What the exercise asks:
Copy the data exactly. No line may be skipped.

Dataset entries
»»

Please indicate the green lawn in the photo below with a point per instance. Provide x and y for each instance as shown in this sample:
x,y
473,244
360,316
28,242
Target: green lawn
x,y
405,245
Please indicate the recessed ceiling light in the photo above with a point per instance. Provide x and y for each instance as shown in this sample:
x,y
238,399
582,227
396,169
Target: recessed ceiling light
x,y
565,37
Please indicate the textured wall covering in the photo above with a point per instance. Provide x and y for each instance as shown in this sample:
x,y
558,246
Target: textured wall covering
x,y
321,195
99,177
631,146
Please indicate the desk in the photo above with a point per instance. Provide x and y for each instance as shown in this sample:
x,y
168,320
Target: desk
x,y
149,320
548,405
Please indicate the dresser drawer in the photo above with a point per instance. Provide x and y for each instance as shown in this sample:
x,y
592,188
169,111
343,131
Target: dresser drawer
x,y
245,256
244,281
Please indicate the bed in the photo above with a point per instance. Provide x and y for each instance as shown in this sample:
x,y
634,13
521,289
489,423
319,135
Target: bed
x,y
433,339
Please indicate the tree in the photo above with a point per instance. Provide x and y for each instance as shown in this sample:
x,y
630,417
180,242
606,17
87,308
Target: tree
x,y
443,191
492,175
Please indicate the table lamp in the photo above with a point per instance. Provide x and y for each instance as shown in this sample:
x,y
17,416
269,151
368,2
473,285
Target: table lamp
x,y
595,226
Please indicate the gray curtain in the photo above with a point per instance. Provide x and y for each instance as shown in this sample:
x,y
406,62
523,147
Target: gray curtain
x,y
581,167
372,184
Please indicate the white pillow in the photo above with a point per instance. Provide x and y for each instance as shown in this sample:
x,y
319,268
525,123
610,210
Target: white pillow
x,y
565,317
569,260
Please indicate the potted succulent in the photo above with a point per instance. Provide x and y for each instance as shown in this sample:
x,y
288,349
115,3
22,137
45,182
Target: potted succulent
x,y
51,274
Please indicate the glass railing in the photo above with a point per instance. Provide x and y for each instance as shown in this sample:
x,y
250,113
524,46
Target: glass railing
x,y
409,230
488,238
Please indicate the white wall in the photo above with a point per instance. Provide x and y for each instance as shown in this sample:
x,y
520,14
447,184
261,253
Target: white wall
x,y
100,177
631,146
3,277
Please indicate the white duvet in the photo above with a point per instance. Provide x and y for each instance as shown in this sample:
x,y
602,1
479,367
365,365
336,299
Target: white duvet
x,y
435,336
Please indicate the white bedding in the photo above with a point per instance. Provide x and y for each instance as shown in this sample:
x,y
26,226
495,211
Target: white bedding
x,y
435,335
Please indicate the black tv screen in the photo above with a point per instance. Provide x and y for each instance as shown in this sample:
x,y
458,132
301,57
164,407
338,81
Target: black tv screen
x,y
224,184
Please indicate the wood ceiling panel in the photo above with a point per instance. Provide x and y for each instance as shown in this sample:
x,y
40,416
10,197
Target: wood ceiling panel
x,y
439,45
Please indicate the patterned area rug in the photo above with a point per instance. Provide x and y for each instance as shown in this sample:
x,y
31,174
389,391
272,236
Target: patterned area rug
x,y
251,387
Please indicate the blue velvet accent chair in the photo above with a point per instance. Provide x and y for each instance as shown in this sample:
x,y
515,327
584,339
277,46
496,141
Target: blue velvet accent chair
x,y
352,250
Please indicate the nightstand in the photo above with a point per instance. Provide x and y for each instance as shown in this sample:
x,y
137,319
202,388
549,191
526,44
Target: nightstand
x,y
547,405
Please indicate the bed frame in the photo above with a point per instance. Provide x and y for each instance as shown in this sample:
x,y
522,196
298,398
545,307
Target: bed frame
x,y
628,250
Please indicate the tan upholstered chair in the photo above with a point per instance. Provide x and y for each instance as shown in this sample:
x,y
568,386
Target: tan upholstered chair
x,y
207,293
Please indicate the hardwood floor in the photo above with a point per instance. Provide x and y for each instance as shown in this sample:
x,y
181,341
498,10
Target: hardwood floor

««

Task result:
Please indicate the green lawn in the photo below with a point per instance. Provide x and y for each instance as shown in this sample:
x,y
473,244
360,316
28,242
Target: green lawn
x,y
405,245
Please indicate the recessed ceiling light in the photo above with a point per instance. Provide x and y for each instance as shown in this sample:
x,y
238,399
582,227
396,169
Target: recessed ceiling light
x,y
565,37
Please indicate the textured wall covering in the photo above with a point per instance. Provide x and y for each instance as shown in this sample:
x,y
558,246
Target: textured wall covering
x,y
321,195
99,177
631,146
Please indicate the desk in the photo above with a point per instance. Provide x and y for each instance as shown in this sample:
x,y
168,320
Target: desk
x,y
149,320
548,405
Please indicate the dresser drawer in the photo above with a point per instance. Provide x and y for each instance as shown in this sample:
x,y
592,188
169,111
343,131
Target: dresser drawer
x,y
245,256
244,281
Please indicate the bed in the photo above with a point per instance. Provide x and y for each instance as shown in this sample:
x,y
634,13
521,289
489,423
319,135
Target: bed
x,y
433,339
Please indicate the tree in the photo above with a point per instance. Provide x and y for each instance as shown in this sample:
x,y
630,417
180,242
606,17
87,308
Target: tree
x,y
443,191
492,175
Please indicate the table lamp in the photo above with a point per instance. Provide x and y for each instance as shown in this sample:
x,y
17,416
269,151
368,2
473,285
Target: table lamp
x,y
595,226
Please indicate the gray curtain in the photo above with a point per instance. Provide x and y for each instance as shown in this sample:
x,y
406,62
523,147
Target: gray curtain
x,y
581,167
372,184
Please indicate the white pillow in the photo above with a point per instance. Provide x and y for each instance as shown in this sample:
x,y
319,268
525,123
610,210
Target: white pillow
x,y
565,317
569,260
Please indicate the potted succulent in the photo above with a point per instance. Provide x and y for each instance as shown in this sample:
x,y
288,349
115,3
22,137
45,182
Target: potted succulent
x,y
51,274
Please indicate the glass railing in the photo above with a point per instance. Provide x and y for each instance as shown in this sample:
x,y
250,113
524,46
Target: glass railing
x,y
409,230
488,238
Please indicate the white wall in the photo above with a point per instance. Provide x and y for each instance as shown in this sample:
x,y
520,14
447,184
261,253
Target: white wall
x,y
100,177
631,146
3,277
Please indicate the white duvet in the photo above with a point per instance. Provide x and y for each instance as shown in this sample:
x,y
602,1
479,367
365,365
336,299
Target: white duvet
x,y
435,336
Please indicate the white bedding in the photo above with a point per instance. Provide x and y for each instance as shown in this sample:
x,y
26,226
495,211
Target: white bedding
x,y
435,335
Please indicate the black tv screen in the photo above with a point per instance. Provide x and y for each instance as shown in this sample:
x,y
458,132
301,57
164,407
338,81
Target: black tv screen
x,y
224,184
Please indicate the wood ceiling panel in the photo above with a point per instance. Provide x and y for each instance as shown in this sample:
x,y
40,416
10,197
Target: wood ceiling panel
x,y
439,45
Please indicate the patterned area rug in the photo above with a point per instance. Provide x and y for each instance as shown in this sample:
x,y
31,174
389,391
272,236
Target: patterned area rug
x,y
251,387
Please indicate the blue velvet accent chair in the photo above with a point per instance. Provide x and y for each instance as shown in this sample:
x,y
515,327
584,339
277,46
496,141
Target: blue velvet accent chair
x,y
352,250
Please indicate the nightstand in the photo above with a point per instance. Provide x and y for each instance as shown in this sample:
x,y
137,319
202,388
549,191
526,44
Target: nightstand
x,y
547,405
Please indicate the bed frame in the photo above with a point per instance. Provide x and y for each instance as shown in this sample:
x,y
522,196
298,398
545,307
Target: bed frame
x,y
628,250
Please indicate the tan upholstered chair in the photo above with a point per instance. Provide x and y for each instance as shown in this sample:
x,y
568,386
Target: tan upholstered chair
x,y
207,293
Please indicate the hardwood floor in the photo above with a point per instance. Provide x and y for each instance as shown in this sample:
x,y
181,341
498,10
Target: hardwood floor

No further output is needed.